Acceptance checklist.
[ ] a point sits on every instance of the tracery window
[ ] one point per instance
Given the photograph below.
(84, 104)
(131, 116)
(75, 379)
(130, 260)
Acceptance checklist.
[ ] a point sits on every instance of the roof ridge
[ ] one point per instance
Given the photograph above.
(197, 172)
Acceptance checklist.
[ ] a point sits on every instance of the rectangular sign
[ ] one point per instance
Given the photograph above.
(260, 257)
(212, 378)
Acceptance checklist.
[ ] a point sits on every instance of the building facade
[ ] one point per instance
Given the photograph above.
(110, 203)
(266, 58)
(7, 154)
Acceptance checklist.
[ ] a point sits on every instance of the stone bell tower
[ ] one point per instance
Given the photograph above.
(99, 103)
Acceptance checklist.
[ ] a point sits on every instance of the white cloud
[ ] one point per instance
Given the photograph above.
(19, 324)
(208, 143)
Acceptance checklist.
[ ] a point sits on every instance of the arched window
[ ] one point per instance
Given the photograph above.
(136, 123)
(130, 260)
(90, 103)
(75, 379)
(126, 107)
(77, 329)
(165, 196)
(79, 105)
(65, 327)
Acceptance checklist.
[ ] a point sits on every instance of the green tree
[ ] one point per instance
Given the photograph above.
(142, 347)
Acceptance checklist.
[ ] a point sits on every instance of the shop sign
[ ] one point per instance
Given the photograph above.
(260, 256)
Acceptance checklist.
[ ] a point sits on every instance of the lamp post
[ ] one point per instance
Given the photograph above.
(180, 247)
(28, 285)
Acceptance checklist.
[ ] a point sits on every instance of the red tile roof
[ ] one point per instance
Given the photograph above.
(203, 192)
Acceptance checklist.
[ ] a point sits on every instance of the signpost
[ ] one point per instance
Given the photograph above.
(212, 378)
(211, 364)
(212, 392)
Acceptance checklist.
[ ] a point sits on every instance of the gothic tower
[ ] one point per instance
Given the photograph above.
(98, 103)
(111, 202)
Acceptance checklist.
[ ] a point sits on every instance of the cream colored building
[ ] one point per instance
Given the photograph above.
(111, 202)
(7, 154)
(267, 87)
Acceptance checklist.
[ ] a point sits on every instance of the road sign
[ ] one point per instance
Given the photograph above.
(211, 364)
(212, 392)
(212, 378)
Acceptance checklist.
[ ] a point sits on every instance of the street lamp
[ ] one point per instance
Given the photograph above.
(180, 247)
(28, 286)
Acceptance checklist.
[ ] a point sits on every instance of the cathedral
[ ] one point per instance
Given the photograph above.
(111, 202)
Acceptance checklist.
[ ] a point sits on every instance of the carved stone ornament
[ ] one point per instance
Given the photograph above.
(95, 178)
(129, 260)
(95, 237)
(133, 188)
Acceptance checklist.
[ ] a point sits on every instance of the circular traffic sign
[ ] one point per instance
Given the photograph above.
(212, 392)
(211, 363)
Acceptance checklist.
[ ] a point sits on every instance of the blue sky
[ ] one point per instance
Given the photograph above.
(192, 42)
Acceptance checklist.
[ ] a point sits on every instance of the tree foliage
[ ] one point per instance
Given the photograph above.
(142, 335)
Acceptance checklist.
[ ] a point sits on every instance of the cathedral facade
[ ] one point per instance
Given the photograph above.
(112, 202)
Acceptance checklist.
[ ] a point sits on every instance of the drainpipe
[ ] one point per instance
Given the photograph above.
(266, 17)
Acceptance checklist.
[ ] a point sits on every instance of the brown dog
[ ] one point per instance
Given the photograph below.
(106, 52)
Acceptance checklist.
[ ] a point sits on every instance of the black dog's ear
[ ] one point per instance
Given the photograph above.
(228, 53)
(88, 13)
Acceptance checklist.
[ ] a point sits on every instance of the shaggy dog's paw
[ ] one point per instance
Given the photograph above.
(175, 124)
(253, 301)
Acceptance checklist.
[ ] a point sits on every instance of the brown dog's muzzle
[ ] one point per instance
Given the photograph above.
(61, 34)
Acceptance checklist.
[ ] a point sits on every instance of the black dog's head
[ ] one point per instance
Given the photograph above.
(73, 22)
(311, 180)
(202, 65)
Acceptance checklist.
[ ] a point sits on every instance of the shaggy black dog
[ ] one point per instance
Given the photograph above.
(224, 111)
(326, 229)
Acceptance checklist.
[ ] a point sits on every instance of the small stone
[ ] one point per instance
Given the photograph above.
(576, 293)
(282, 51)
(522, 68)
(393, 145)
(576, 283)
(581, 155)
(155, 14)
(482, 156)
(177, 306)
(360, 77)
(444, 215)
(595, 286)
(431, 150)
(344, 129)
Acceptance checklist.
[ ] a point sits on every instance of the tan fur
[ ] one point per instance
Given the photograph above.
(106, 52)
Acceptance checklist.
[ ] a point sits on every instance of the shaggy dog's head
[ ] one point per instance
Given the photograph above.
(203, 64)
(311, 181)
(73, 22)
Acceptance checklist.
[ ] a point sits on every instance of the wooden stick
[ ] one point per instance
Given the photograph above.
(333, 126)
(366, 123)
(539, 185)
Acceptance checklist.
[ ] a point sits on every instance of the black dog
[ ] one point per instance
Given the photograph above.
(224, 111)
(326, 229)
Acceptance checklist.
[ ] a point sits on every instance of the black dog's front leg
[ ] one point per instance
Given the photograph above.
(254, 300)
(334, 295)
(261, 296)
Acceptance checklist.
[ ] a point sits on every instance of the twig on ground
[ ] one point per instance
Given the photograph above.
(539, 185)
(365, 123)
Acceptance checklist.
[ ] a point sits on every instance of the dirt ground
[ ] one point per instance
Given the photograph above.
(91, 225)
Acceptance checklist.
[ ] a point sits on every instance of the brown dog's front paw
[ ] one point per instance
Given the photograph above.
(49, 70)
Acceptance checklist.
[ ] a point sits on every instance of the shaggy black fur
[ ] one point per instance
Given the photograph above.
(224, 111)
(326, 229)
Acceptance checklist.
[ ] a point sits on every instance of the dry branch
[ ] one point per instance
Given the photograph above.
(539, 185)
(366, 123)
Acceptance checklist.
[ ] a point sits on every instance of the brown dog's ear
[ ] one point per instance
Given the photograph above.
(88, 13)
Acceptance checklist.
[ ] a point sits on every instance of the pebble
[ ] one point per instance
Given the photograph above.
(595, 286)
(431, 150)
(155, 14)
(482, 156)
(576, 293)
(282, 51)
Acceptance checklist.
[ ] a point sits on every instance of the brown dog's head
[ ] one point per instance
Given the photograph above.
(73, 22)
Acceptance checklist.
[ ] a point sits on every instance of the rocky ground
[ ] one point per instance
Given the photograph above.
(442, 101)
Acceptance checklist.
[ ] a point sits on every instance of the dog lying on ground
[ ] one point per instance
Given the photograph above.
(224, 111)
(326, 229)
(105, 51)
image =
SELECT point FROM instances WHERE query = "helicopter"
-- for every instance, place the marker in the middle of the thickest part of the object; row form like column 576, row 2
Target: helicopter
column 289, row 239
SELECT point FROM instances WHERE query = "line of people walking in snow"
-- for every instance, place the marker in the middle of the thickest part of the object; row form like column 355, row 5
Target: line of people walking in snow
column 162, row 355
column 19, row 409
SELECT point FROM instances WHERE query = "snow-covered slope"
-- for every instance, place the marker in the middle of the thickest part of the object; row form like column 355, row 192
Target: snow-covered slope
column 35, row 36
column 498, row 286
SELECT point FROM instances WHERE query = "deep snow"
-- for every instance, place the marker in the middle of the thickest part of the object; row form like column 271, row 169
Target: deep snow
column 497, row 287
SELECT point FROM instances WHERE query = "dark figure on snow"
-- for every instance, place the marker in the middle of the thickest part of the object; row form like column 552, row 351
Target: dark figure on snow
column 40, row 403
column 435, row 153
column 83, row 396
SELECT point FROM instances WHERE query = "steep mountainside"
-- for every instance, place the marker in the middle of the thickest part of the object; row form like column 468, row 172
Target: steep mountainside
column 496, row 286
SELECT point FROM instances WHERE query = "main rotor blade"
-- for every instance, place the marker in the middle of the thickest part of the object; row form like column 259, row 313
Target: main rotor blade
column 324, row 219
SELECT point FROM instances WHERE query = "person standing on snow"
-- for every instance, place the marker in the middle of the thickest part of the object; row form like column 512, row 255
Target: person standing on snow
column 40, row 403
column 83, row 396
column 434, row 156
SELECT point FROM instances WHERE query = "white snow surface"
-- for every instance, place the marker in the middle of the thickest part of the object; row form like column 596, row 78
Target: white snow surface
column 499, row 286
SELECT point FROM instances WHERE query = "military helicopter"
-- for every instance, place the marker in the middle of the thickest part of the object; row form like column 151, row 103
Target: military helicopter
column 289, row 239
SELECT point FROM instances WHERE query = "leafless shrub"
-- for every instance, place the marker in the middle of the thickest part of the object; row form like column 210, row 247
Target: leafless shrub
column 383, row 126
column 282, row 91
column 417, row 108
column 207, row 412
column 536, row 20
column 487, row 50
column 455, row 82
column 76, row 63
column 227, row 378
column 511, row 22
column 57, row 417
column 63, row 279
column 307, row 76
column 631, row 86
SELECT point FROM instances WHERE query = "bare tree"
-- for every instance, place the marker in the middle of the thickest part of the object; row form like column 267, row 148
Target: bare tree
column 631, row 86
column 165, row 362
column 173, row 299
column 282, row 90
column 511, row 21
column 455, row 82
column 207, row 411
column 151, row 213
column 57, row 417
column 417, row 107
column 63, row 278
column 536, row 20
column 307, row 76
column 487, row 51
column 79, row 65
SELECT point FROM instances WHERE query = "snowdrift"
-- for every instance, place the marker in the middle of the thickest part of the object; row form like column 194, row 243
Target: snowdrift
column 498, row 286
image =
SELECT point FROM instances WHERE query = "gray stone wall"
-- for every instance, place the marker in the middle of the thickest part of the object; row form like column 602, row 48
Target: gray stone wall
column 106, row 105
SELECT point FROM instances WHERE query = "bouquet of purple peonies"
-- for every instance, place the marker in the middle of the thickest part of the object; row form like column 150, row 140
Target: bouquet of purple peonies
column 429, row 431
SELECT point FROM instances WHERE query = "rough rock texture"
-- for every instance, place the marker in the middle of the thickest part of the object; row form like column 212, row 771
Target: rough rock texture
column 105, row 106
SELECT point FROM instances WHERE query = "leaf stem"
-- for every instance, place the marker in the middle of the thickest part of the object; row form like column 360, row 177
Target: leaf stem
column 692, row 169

========================================================================

Scan the listing above for the word "facade" and show each line where it is found.

Answer to the exercise
[ ] a point sits on every instance of the building facade
[ ] a point sits on every instance of the cathedral facade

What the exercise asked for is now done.